● **THE PROBLEM**
Please rewrite the listing below as a numbered list, leaving out any blank lines.

=== RECORDED DATA ===

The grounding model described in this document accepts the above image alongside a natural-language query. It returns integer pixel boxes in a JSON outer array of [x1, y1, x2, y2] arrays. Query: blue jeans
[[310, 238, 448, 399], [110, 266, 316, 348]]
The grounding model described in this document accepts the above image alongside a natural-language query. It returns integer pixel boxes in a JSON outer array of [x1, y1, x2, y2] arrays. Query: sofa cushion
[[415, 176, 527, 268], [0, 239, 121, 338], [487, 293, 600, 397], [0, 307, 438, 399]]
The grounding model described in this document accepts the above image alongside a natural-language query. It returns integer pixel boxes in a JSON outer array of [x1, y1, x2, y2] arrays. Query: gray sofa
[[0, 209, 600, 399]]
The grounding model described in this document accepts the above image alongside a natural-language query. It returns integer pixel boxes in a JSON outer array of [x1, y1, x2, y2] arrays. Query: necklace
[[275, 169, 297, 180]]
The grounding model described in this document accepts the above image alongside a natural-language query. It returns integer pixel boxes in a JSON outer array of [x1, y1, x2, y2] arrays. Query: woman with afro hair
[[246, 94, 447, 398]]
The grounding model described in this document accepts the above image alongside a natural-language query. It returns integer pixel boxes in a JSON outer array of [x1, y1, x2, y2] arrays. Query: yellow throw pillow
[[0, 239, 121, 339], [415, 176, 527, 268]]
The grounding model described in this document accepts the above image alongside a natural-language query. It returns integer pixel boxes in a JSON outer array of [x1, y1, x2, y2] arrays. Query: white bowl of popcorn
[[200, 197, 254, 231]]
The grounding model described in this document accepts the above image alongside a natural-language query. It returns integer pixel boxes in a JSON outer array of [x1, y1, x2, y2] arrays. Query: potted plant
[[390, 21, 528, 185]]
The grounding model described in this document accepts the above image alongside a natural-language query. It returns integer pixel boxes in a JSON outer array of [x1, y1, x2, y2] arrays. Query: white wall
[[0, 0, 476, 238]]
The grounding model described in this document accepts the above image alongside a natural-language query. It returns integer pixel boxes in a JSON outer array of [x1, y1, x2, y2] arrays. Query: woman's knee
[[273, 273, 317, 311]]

===

● **OUTPUT FOR THIS EXERCISE**
1. The grounding model described in this document accepts the above image alongside a natural-language query. It returns integer pixel boxes in a JSON outer array of [x1, y1, x2, y2] arrays. Query: blue jeans
2. [[310, 238, 448, 399], [110, 266, 316, 348]]
3. The grounding model described in this document accepts the above image alongside a natural-language query. It returns integer pixel boxes in a JSON outer array of [x1, y1, x2, y2] arrays. Query: sofa cushion
4. [[415, 176, 527, 268], [0, 239, 121, 338], [487, 293, 600, 397], [0, 307, 438, 399]]
5. The grounding model described in this document accepts the above image alongside a natural-language query. It returns integer pixel boxes in a JSON outer array of [x1, y1, x2, y2] arrays. Query: gray sofa
6. [[0, 209, 600, 399]]
7. The grounding model described in this document accepts the above image alongside a natural-language query. It returns integer pixel boxes in a JSON outer array of [x1, y1, x2, y2] arrays. Query: necklace
8. [[275, 169, 297, 180]]
9. The grounding model described in this document accepts the above image alongside a natural-language query. It returns integer pixel boxes in a JSON outer array of [x1, y1, x2, y2] arrays. Query: woman with afro hair
10. [[246, 94, 447, 398]]
11. The grounding model described in this document accepts the above image alongside a natural-language query. It returns integer pixel boxes in a JSON outer array of [x1, y1, x2, y2] arrays. Query: yellow throw pillow
12. [[0, 239, 121, 339], [415, 176, 527, 268]]
13. The grounding model described in this document accepts the above image alongside a natural-language query. It returns integer pixel boxes in a JSON outer array of [x1, y1, x2, y2] arrays. Query: white bowl of popcorn
14. [[200, 197, 254, 231]]
15. The grounding model described in this document accepts the above image alongside a natural-language query. It returns integer pixel boxes in a JSON outer array of [x1, y1, x2, y2] arrays. Query: potted plant
16. [[390, 21, 528, 185]]
17. The grounding model described in this document accepts the above image alongside a natural-language query. It returns integer pixel boxes in a JSON outer array of [x1, y1, x2, y2] arrays. Query: white wall
18. [[0, 0, 476, 238]]
19. The grounding model described in this document accepts the above image alongside a natural-language query. It returns integer pixel boxes in a JSON outer array of [x1, y1, x2, y2] arrays. Query: woman's knee
20. [[273, 273, 317, 311]]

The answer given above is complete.